** BEGIN **

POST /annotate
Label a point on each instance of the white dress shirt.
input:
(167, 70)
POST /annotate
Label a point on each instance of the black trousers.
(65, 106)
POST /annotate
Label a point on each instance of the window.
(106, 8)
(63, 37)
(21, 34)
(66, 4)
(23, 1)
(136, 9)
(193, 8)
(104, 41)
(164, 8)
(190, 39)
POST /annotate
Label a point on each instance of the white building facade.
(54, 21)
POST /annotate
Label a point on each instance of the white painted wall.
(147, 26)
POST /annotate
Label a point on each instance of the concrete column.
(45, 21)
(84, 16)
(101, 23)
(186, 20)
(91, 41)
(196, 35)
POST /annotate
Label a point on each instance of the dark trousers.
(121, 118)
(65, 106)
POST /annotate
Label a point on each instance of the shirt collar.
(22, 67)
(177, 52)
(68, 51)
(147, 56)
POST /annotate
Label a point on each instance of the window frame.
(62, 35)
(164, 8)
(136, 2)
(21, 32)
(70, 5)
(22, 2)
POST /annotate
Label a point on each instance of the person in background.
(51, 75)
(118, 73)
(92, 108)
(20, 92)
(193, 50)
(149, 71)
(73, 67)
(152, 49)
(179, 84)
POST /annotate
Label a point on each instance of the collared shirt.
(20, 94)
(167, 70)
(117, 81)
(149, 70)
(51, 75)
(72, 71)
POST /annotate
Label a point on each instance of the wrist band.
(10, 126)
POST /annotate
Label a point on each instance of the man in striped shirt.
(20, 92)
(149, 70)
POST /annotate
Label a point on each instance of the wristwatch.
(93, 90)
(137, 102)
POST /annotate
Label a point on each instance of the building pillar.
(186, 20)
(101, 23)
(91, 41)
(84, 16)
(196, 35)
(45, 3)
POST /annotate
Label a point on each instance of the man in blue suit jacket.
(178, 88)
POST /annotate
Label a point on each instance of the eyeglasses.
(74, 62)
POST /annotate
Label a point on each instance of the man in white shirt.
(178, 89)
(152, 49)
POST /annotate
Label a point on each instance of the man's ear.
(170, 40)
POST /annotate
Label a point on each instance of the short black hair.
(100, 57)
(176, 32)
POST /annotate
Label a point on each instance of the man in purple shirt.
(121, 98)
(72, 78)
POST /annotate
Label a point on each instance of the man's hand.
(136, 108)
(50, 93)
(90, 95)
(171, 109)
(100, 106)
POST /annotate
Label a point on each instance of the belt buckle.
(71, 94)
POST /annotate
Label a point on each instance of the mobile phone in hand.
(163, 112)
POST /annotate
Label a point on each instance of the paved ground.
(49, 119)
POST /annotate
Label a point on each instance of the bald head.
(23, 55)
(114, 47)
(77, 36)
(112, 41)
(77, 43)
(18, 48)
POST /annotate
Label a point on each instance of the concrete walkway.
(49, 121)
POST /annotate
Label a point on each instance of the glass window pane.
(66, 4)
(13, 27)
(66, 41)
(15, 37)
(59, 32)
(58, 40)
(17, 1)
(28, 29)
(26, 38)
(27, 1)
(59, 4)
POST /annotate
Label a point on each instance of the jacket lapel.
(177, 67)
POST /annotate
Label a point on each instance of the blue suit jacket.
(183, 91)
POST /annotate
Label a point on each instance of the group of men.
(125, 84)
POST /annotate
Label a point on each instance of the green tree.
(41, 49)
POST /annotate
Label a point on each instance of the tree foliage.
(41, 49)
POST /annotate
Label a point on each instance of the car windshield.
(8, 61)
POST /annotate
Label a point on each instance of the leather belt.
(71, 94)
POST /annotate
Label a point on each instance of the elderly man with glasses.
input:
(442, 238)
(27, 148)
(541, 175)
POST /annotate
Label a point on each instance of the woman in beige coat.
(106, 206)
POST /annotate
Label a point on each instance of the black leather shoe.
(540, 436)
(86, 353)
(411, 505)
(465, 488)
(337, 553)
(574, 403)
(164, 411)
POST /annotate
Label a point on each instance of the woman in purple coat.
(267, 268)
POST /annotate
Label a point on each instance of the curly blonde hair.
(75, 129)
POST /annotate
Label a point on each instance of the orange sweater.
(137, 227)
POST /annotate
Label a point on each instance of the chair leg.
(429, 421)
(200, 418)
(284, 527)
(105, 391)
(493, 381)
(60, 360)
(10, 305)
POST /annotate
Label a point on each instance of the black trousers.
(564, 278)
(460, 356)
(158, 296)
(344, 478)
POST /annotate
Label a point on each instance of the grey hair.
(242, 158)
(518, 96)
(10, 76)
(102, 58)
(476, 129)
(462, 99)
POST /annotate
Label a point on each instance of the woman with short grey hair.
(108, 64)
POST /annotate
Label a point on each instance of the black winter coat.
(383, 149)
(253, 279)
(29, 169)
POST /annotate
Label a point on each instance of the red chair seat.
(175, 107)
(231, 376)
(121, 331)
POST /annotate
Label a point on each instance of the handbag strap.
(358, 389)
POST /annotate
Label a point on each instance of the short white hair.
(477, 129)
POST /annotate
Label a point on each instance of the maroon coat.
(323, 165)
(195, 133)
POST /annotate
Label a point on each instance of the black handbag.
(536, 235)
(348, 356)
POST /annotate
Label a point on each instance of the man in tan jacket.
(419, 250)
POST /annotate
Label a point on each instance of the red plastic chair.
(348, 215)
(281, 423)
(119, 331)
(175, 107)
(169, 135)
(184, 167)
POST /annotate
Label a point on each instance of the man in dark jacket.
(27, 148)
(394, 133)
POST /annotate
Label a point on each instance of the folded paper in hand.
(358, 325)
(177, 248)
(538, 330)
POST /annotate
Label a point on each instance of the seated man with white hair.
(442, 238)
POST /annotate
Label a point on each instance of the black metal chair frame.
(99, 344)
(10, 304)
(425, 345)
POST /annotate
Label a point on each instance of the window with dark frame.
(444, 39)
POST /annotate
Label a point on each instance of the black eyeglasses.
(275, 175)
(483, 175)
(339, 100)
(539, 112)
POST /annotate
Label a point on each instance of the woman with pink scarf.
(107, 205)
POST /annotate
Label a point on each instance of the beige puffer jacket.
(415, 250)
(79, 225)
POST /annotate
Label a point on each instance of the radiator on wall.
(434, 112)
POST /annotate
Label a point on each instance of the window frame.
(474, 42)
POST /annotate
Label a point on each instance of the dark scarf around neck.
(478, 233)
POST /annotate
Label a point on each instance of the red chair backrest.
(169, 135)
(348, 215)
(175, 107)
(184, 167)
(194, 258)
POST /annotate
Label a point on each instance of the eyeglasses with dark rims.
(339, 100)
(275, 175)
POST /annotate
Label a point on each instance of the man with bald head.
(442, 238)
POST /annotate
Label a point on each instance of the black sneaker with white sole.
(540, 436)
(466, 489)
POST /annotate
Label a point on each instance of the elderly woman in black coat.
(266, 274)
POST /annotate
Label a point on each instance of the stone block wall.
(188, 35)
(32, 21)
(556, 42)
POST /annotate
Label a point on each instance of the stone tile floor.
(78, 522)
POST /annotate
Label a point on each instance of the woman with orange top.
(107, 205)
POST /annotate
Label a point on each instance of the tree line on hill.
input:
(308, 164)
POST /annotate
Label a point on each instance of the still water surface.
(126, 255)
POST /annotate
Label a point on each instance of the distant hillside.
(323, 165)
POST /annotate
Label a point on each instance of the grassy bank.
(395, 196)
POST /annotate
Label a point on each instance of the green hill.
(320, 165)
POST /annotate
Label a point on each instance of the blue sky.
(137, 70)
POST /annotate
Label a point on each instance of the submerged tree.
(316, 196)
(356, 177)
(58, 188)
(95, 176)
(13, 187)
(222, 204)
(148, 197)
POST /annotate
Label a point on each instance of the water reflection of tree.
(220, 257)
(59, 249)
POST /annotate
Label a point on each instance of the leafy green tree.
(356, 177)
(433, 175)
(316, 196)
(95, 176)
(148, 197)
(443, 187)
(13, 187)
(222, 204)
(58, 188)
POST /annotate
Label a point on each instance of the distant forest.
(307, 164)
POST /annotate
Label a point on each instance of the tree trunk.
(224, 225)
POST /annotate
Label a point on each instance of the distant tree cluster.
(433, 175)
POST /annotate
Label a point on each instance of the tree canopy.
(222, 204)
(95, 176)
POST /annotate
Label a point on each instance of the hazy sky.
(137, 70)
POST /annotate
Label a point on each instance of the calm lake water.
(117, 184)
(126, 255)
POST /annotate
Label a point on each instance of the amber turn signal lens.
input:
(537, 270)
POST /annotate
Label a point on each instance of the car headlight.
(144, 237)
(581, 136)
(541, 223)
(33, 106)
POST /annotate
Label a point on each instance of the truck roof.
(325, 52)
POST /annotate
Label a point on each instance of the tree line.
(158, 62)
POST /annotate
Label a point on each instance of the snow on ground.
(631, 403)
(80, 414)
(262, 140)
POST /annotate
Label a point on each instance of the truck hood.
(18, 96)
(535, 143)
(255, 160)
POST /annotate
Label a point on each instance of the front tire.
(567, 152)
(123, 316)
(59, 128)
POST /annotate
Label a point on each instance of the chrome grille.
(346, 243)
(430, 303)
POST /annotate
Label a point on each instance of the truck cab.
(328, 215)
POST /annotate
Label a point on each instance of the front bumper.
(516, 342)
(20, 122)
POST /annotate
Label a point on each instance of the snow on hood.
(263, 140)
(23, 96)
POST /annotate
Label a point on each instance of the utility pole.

** END **

THE PROBLEM:
Count the lines in the items above that include the word "chair" and reply with that number only.

OUTPUT FOR THIS EXERCISE:
5